→ DATA FOR PROCESSING
● ● ● ● ● ● ●

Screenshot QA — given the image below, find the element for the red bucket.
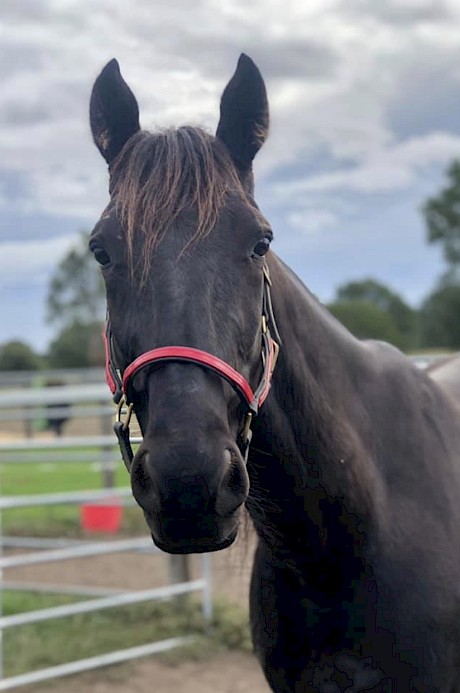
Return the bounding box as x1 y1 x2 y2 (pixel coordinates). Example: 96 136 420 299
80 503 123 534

● ● ● ● ● ● ●

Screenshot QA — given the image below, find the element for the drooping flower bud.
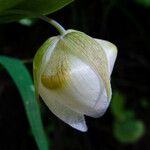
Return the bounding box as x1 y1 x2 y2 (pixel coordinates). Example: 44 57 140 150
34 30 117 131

● ● ● ● ● ● ●

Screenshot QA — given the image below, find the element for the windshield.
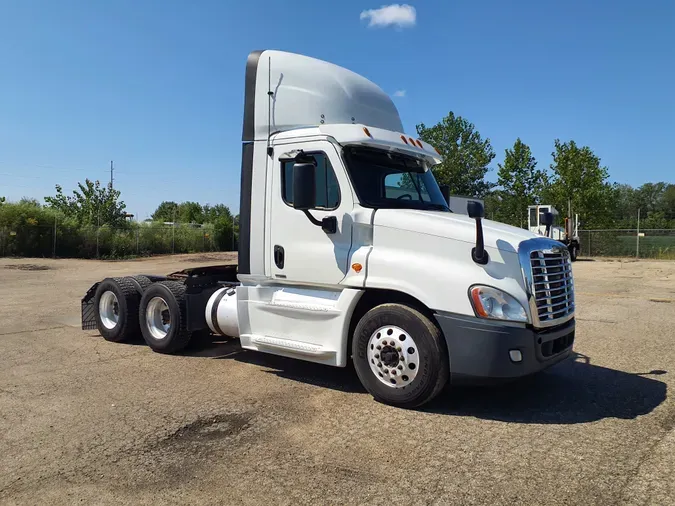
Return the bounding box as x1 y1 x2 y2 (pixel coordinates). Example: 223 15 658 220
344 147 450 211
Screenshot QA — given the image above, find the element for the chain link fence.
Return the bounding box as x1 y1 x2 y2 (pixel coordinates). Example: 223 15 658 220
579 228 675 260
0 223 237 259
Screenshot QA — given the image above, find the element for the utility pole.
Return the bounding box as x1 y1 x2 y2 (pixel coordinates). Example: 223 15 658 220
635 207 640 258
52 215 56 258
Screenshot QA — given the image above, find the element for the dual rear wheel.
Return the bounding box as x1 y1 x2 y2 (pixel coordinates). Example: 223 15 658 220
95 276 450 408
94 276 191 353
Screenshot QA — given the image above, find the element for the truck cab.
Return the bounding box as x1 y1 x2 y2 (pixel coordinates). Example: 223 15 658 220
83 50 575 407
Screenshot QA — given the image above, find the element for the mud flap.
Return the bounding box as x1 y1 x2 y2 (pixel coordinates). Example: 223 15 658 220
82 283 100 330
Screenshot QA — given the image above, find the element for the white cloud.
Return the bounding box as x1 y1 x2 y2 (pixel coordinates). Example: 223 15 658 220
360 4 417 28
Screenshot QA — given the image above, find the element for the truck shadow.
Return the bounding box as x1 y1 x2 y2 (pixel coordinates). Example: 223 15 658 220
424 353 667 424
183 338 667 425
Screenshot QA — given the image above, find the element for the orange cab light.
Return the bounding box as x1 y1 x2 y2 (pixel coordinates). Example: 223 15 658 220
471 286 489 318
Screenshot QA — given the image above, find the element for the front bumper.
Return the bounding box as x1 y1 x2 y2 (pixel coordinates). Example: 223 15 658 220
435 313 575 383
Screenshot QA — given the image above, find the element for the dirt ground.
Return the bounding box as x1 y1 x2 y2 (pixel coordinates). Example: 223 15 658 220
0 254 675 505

● ● ● ● ● ● ●

→ DESCRIPTION OF THE TASK
Restate the records from the line with "the red bucket." up to and including the line with "80 503 123 534", swapping "red bucket" for "blue bucket" and keeping everything else unchanged. Leave the pictures out of your answer.

→ TASK RESULT
Screenshot QA — given the image below, find the element for the blue bucket.
Return the bounding box as x1 y1 x2 y2 (pixel coordinates). Example: 96 136 420 299
80 503 123 534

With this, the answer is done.